__SOURCE TEXT__

◆ ◆ ◆ ◆ ◆ ◆ ◆

Tuesday, 19 December, 2000, 12:27 GMT
Pregnancy healthcare online

Young mothers can check their babies' health online
By the BBC's Riz Lateef

A scheme has been launched to provide education, telemedicine and advice online for pregnant women and young mothers.

EMUM or Educating Mothers to Understand Maternity is a partnership between Oxford University and the Great Yarmouth Young Women's Project.

Among the services EMUM provides is a foetal heart rate monitoring system, which can feed live foetal heart rate and activity data down a telephone line to the hospital.


Hayley: "Easier to understand"

For 17-year-old Hayley it means she can find out about more about her health and that of her baby without having to visit the hospital

She said: "Now I know it's available I'd use it a lot more often than going to the hospital or the doctors for a check-up. It's a lot easier to understand on the computer."

The women on the scheme can also log on at the centre to discuss issues of concern or interest to them with other young mothers.

Discussing them further with trained midwives and other healthcare professionals is also an important part of the process.

As the project develops mothers will eventually be able to log on from their own homes.

◆ ◆ ◆ ◆ ◆ ◆ ◆

__Point localization material__
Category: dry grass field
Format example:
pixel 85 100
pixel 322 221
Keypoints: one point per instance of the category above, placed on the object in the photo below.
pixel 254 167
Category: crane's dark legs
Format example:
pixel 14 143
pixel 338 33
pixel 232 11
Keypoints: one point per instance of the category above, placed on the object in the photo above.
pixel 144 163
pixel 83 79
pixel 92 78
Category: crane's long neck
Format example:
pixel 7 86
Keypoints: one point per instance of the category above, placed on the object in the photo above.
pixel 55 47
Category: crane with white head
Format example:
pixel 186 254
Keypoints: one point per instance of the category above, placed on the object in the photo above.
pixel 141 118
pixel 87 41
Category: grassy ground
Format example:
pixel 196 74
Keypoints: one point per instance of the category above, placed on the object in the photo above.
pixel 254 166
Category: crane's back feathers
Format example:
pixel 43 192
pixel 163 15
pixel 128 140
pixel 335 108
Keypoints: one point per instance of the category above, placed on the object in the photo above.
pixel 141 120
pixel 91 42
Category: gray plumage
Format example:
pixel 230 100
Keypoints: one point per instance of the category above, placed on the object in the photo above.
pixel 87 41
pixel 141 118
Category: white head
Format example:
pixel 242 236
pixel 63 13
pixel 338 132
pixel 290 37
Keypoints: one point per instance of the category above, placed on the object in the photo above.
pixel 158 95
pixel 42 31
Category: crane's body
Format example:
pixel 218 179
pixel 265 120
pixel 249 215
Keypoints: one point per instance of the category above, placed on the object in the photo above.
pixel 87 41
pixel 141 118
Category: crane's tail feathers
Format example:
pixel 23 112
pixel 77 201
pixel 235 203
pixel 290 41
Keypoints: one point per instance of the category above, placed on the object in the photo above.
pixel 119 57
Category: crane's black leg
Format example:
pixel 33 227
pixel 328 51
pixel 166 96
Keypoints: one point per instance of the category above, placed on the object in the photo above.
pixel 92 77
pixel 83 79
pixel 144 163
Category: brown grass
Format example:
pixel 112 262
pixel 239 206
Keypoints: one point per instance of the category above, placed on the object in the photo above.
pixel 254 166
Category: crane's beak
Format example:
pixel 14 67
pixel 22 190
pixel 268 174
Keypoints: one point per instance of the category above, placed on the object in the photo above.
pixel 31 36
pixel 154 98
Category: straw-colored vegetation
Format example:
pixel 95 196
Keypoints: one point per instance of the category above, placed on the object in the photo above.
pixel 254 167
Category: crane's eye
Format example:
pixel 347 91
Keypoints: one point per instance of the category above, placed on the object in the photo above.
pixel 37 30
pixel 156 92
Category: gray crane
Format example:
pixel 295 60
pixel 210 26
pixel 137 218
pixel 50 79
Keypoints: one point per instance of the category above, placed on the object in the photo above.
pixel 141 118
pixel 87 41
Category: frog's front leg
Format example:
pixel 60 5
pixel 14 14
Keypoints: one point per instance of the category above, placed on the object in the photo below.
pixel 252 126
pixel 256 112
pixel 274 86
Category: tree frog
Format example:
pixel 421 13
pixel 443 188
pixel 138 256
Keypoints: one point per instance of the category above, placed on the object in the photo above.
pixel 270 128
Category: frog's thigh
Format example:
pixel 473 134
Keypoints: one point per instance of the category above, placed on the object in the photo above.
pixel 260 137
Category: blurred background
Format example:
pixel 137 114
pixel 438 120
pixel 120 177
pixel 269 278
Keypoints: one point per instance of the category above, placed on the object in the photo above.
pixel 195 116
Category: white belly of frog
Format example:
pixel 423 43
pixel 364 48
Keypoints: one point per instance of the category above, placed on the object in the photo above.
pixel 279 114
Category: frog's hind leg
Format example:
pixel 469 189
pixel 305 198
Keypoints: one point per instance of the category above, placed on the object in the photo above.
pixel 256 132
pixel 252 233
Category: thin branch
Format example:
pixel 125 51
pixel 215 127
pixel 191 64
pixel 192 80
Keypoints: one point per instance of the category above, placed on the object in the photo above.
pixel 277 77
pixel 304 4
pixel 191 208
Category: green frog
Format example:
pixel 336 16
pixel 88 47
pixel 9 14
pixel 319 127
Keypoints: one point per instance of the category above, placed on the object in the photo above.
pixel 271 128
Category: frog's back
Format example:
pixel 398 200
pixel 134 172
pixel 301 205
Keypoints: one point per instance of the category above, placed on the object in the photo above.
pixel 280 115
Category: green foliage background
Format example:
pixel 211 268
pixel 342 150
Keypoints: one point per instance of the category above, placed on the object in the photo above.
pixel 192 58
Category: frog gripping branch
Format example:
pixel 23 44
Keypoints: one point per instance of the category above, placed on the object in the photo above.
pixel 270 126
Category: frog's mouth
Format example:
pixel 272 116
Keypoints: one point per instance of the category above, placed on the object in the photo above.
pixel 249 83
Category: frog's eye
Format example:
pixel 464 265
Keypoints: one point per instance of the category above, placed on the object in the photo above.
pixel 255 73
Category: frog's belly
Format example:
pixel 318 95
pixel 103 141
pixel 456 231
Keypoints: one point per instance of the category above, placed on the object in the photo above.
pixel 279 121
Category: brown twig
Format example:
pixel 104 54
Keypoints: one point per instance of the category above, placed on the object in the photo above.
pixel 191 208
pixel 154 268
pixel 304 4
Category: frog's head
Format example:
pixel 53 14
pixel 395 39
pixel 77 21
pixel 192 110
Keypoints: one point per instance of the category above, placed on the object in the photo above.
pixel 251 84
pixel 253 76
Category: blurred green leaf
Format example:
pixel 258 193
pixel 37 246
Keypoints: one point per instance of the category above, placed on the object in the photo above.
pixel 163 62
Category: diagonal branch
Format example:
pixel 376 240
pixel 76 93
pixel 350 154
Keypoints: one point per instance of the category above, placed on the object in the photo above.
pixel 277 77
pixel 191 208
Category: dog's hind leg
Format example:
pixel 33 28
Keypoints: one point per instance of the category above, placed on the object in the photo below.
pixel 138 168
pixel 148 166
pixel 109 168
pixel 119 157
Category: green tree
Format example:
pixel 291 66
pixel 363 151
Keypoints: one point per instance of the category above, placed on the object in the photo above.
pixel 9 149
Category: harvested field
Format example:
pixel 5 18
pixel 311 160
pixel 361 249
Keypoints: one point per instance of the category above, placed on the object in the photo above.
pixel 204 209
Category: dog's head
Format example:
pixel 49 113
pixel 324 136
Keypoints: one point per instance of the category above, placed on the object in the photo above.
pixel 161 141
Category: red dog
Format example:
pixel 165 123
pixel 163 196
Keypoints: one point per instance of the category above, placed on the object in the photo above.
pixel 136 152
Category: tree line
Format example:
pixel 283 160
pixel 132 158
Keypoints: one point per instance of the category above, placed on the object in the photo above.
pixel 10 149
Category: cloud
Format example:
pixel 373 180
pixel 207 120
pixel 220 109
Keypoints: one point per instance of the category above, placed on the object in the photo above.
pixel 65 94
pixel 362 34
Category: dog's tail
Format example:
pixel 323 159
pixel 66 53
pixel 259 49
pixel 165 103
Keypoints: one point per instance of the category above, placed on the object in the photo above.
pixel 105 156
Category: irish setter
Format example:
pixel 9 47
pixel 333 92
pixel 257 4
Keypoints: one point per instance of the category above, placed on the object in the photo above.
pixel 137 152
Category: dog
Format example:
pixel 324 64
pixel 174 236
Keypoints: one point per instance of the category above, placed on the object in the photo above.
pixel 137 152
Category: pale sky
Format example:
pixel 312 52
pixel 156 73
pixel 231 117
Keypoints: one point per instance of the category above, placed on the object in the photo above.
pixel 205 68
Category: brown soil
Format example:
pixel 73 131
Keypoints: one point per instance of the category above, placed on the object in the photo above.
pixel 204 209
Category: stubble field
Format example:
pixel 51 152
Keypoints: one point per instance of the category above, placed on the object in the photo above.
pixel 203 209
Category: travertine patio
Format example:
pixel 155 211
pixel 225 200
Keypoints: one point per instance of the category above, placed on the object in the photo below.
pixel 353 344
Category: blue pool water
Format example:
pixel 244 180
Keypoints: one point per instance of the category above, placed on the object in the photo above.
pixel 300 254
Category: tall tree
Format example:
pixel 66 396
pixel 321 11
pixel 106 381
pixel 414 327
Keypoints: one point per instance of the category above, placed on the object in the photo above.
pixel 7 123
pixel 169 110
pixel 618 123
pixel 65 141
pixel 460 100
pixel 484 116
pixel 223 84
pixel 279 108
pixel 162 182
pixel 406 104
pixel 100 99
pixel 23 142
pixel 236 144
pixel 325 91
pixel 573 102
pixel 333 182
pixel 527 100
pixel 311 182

◆ ◆ ◆ ◆ ◆ ◆ ◆

__TASK TO COMPLETE__
Please reproduce the whole pregnancy healthcare article above word for word.

__RESPONSE TO THIS TASK__
Tuesday, 19 December, 2000, 12:27 GMT
Pregnancy healthcare online

Young mothers can check their babies' health online
By the BBC's Riz Lateef

A scheme has been launched to provide education, telemedicine and advice online for pregnant women and young mothers.

EMUM or Educating Mothers to Understand Maternity is a partnership between Oxford University and the Great Yarmouth Young Women's Project.

Among the services EMUM provides is a foetal heart rate monitoring system, which can feed live foetal heart rate and activity data down a telephone line to the hospital.


Hayley: "Easier to understand"

For 17-year-old Hayley it means she can find out about more about her health and that of her baby without having to visit the hospital

She said: "Now I know it's available I'd use it a lot more often than going to the hospital or the doctors for a check-up. It's a lot easier to understand on the computer."

The women on the scheme can also log on at the centre to discuss issues of concern or interest to them with other young mothers.

Discussing them further with trained midwives and other healthcare professionals is also an important part of the process.

As the project develops mothers will eventually be able to log on from their own homes.